## WRITTEN PROBLEM A:
Extract each line of the rows below that contains the string "green". Matching is case-sensitive.

## EXCERPT:

[Gluster-users] Getting the best performance v lowest energy use and small form factor

Thing thing.thing at gmail.com
Tue Nov 3 23:30:42 UTC 2015


Hi,

I had already picked Gluster based on the requirements it meets, that of
not especially high disk i/o but fast recovery with as little dataloss as
possible and real time replication to a second site.






On 4 November 2015 at 12:16, Lindsay Mathieson <lindsay.mathieson at gmail.com>
wrote:

>
> On 4 November 2015 at 08:39, Thing <thing.thing at gmail.com> wrote:
>
>> Thanks but, your solution doesnt protect for a single PC hardware failure
>> like a PSU blowing ie giving me real time replication to the 2nd site so I
>> can be back up in minutes.

(Items stored in a collection)
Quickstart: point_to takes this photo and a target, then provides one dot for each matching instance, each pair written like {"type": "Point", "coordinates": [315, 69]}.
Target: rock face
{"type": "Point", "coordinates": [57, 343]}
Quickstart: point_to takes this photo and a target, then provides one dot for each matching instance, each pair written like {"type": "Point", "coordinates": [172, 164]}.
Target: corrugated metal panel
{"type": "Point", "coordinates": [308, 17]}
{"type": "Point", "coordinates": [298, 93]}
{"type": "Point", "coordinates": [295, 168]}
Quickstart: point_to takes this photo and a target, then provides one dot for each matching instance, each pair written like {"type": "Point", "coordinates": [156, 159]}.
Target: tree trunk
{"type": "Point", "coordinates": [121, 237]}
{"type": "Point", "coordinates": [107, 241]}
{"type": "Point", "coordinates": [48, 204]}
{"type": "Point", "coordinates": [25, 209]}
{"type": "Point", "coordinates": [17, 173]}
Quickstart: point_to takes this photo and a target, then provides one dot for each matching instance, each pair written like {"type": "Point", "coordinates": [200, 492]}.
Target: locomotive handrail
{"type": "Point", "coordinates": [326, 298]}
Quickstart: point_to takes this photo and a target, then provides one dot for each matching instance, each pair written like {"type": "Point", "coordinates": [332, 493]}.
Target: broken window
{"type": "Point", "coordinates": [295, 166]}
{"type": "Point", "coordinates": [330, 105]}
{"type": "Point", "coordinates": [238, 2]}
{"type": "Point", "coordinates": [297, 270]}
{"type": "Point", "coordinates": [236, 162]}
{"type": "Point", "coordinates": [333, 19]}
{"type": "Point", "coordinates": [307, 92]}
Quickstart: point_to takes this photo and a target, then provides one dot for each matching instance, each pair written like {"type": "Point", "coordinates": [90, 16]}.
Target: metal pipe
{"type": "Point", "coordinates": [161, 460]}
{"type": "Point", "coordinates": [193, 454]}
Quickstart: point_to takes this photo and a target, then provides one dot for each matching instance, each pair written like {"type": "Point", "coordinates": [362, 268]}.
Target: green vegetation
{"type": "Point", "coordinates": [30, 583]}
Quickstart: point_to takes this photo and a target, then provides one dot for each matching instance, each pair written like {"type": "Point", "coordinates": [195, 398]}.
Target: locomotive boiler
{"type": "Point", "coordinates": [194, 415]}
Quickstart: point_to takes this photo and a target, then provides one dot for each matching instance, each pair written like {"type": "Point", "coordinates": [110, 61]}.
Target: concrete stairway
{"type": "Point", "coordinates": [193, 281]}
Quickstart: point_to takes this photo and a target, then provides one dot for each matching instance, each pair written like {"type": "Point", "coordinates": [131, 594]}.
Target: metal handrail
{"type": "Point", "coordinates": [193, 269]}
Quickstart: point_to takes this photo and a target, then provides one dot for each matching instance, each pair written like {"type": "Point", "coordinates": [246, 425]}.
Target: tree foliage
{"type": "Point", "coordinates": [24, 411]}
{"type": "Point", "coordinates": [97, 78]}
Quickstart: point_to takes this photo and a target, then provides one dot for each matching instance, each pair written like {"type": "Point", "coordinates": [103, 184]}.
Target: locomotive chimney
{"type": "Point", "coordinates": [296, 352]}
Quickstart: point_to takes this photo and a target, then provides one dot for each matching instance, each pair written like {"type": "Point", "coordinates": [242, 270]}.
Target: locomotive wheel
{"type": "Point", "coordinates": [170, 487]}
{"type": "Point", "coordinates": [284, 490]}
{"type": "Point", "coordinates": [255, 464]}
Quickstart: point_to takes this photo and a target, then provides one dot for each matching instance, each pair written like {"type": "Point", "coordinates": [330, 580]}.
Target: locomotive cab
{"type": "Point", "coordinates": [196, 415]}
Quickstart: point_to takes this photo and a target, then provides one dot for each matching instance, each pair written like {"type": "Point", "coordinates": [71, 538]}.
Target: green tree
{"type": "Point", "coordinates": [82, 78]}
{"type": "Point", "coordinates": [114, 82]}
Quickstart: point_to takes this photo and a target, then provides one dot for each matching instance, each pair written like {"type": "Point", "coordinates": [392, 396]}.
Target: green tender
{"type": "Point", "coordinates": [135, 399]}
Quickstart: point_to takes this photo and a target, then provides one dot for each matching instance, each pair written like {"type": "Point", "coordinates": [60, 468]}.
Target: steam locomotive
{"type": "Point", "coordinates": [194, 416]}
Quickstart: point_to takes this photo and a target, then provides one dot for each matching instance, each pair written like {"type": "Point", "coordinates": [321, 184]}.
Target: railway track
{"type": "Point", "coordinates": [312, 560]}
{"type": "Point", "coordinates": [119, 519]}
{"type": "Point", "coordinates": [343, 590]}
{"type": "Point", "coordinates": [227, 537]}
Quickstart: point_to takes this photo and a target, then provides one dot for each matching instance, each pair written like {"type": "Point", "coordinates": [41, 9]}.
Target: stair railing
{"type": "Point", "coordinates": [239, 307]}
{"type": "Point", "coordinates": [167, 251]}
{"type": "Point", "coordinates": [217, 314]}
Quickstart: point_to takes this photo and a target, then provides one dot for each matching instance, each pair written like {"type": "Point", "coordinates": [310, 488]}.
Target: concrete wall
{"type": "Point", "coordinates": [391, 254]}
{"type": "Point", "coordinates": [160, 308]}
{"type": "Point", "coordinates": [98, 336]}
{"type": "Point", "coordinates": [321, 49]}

## WRITTEN PROBLEM B:
Extend the mailing-list message about Gluster above, starting from the point at which it ends.

## TASK RESPONSE A:
Target: green vegetation
Target: green tree
Target: green tender

## TASK RESPONSE B:
>>
>
> ZFS can be configured to replicate every few minutes - whether that is
> sufficient is dependant on your uptime and data loss requirements.
>
> If you *must* have realtime redundancy then yes something like gluster or
> ceph is your only option. Gluster is easier to setup and maintain then
> ceph. Both of them are a lot more reliable if you have three nodes, two
> nodes is asking for trouble - split brain etc.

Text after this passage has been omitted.